--- What is expected ---
In the stretch of items below, from the line containing "Where is each instance of the church" through the last item, swap "red jacket" for "blue jacket" and leave everything else unchanged. Return only that stretch.

--- Extracted records ---
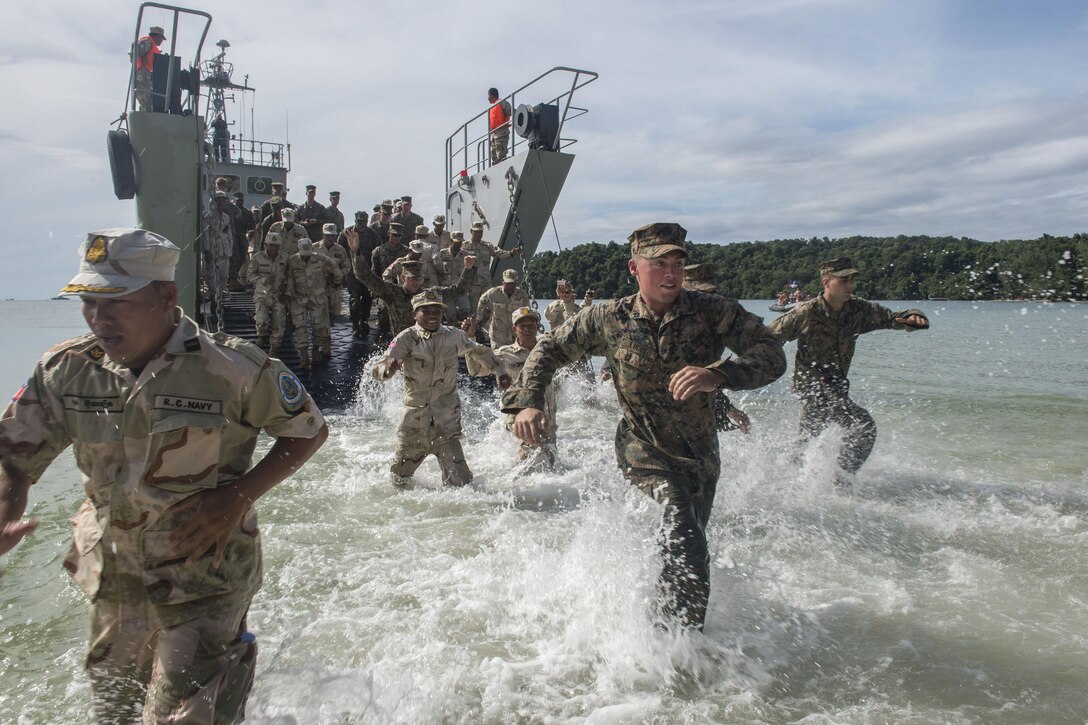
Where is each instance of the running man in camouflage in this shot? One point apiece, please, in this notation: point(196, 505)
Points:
point(826, 330)
point(664, 345)
point(163, 418)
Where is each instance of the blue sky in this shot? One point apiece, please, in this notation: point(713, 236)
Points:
point(742, 120)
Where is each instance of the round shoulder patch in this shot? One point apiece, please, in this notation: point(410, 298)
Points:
point(291, 388)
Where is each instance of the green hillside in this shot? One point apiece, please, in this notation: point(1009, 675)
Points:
point(892, 268)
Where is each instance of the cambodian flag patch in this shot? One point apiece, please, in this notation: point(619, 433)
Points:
point(291, 389)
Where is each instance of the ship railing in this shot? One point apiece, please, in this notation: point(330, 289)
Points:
point(164, 100)
point(259, 154)
point(468, 149)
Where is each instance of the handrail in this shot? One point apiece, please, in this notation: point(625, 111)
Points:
point(131, 96)
point(581, 78)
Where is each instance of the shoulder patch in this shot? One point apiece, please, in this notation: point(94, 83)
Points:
point(291, 389)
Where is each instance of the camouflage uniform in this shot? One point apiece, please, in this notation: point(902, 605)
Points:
point(189, 422)
point(509, 359)
point(385, 255)
point(312, 210)
point(484, 252)
point(448, 266)
point(494, 310)
point(269, 278)
point(825, 348)
point(431, 422)
point(307, 290)
point(358, 295)
point(397, 299)
point(291, 234)
point(335, 292)
point(668, 449)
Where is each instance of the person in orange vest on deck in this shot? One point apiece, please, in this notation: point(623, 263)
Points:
point(498, 122)
point(147, 48)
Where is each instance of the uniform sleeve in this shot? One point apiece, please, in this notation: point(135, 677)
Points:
point(32, 429)
point(280, 405)
point(581, 335)
point(761, 357)
point(788, 327)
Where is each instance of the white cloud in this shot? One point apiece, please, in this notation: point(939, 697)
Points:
point(746, 120)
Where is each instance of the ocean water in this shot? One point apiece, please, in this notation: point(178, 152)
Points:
point(948, 585)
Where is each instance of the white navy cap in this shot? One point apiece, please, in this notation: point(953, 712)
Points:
point(120, 261)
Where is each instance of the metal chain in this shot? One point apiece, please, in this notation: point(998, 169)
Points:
point(517, 233)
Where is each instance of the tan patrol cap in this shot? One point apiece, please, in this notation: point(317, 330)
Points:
point(657, 240)
point(427, 298)
point(522, 312)
point(119, 261)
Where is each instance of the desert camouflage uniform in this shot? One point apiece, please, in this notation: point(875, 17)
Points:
point(359, 299)
point(448, 267)
point(307, 291)
point(187, 424)
point(392, 272)
point(494, 310)
point(668, 449)
point(484, 252)
point(335, 292)
point(825, 349)
point(396, 298)
point(289, 236)
point(431, 422)
point(269, 278)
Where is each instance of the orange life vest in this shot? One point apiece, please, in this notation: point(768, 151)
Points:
point(498, 114)
point(147, 61)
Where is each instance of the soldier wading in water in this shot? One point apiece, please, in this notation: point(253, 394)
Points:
point(664, 345)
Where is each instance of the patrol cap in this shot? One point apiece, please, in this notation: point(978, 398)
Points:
point(119, 261)
point(522, 312)
point(657, 240)
point(839, 267)
point(427, 298)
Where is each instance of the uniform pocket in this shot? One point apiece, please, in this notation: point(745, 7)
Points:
point(185, 451)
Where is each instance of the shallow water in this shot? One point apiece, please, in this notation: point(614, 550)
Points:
point(946, 586)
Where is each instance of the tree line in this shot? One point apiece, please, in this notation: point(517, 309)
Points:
point(891, 268)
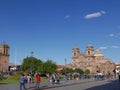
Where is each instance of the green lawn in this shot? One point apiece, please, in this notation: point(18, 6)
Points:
point(12, 81)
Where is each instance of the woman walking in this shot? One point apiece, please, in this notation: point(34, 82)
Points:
point(38, 80)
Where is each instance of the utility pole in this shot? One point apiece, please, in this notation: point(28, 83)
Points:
point(65, 66)
point(31, 60)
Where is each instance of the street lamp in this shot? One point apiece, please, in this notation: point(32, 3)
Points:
point(65, 66)
point(31, 60)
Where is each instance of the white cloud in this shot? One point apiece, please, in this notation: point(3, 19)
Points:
point(114, 35)
point(103, 12)
point(103, 48)
point(115, 47)
point(67, 16)
point(111, 35)
point(95, 15)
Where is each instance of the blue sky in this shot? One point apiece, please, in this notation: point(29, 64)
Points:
point(51, 28)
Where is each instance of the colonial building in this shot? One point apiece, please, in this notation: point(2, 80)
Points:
point(92, 60)
point(4, 57)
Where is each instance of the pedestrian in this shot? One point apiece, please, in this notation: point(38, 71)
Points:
point(38, 80)
point(29, 80)
point(22, 82)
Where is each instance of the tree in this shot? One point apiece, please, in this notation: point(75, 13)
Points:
point(31, 64)
point(49, 66)
point(79, 71)
point(87, 71)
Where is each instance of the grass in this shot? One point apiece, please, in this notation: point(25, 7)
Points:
point(12, 81)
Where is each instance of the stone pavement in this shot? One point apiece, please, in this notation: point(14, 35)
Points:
point(45, 85)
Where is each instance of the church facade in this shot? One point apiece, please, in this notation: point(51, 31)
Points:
point(91, 59)
point(4, 57)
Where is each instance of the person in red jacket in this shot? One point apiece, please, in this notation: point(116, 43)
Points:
point(38, 80)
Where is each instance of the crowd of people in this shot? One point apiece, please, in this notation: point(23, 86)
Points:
point(55, 78)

--- Answer for this exercise ---
Where is each instance of the church facade in this shot? One point apiece, please, in this notation: point(51, 31)
Points:
point(91, 59)
point(4, 57)
Where is each instance of the person in blue jacket in this shot? One point apiece, please, in this notation: point(116, 43)
Points:
point(38, 80)
Where is each instance of the crowd of people in this shot? One point apiece, please, in this notation: point(23, 86)
Points:
point(55, 78)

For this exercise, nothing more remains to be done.